Reproduce every entry exactly.

— begin —

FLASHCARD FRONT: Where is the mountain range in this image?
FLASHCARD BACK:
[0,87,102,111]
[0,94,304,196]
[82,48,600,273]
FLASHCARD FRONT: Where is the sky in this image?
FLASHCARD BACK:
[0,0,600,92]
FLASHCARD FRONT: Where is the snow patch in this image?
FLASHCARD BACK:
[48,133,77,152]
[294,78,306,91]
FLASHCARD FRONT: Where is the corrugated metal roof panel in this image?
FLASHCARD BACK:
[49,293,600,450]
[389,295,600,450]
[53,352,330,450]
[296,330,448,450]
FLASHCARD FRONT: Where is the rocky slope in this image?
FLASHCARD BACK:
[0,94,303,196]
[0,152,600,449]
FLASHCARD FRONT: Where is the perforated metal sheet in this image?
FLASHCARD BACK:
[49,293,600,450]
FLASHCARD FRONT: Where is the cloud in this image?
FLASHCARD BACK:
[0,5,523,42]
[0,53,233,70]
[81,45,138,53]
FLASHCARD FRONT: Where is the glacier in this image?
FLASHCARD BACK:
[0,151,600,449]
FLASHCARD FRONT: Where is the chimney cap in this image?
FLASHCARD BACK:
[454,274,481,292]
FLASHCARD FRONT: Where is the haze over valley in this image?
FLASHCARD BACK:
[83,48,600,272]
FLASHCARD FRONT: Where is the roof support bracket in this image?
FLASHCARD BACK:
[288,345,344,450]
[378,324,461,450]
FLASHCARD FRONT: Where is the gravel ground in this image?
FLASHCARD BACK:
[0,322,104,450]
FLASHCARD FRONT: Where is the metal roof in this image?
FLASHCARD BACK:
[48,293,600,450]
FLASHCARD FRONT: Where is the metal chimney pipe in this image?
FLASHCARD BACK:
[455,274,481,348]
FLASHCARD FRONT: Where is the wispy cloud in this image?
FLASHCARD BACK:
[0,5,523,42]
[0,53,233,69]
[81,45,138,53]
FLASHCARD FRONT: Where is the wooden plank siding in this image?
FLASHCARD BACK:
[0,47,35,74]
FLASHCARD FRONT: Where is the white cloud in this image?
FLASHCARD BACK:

— end —

Expected output:
FLASHCARD FRONT: Where is the mountain range in this image?
FLASHCARD BACK:
[0,87,102,111]
[0,94,304,196]
[82,48,600,273]
FLASHCARD FRONT: Where is the sky in this image?
FLASHCARD BACK:
[0,0,600,92]
FLASHCARD FRONT: Where is the snow patch in this image?
FLASHCARD BACK:
[48,133,77,152]
[294,78,306,91]
FLASHCARD FRONT: Where is the corrugated metal roof panel in this image?
FLASHCARD BACK:
[49,293,600,450]
[389,295,600,450]
[53,352,330,450]
[296,330,448,450]
FLASHCARD FRONT: Where is the rocky slope in this image?
FLASHCARD BACK:
[0,94,303,196]
[0,152,600,449]
FLASHCARD FRONT: Where is the perforated metal sheet in this image?
FLASHCARD BACK:
[49,293,600,450]
FLASHCARD FRONT: Where is the cloud in this image?
FLASHCARD BACK:
[0,5,523,42]
[0,53,233,70]
[81,45,138,53]
FLASHCARD FRONT: Where is the glacier in this image?
FLASHCARD BACK:
[0,151,600,449]
FLASHCARD FRONT: Where is the chimney cap in this image?
FLASHCARD BACK:
[454,274,481,292]
FLASHCARD FRONT: Where is the haze over valley in this image?
FLASHCARD BACK:
[83,48,600,272]
FLASHCARD FRONT: Where is the roof support bracket in this image?
FLASHCARD BACK:
[288,345,344,450]
[378,324,461,450]
FLASHCARD FRONT: Where is the gravel ground in this image?
FLASHCARD BACK:
[0,322,104,450]
FLASHCARD FRONT: Where is the metal roof in this image?
FLASHCARD BACK:
[48,293,600,450]
FLASHCARD FRONT: Where is the metal chimney pipe in this image?
FLASHCARD BACK:
[455,274,481,348]
FLASHCARD FRONT: Where is the wispy cloud in this image?
FLASHCARD BACK:
[0,5,523,42]
[0,53,233,69]
[81,45,138,53]
FLASHCARD FRONT: Where is the wooden plank siding in this image?
FLASHCARD BACK:
[0,47,35,74]
FLASHCARD FRONT: Where is the white cloud in this image?
FLASHCARD BACK:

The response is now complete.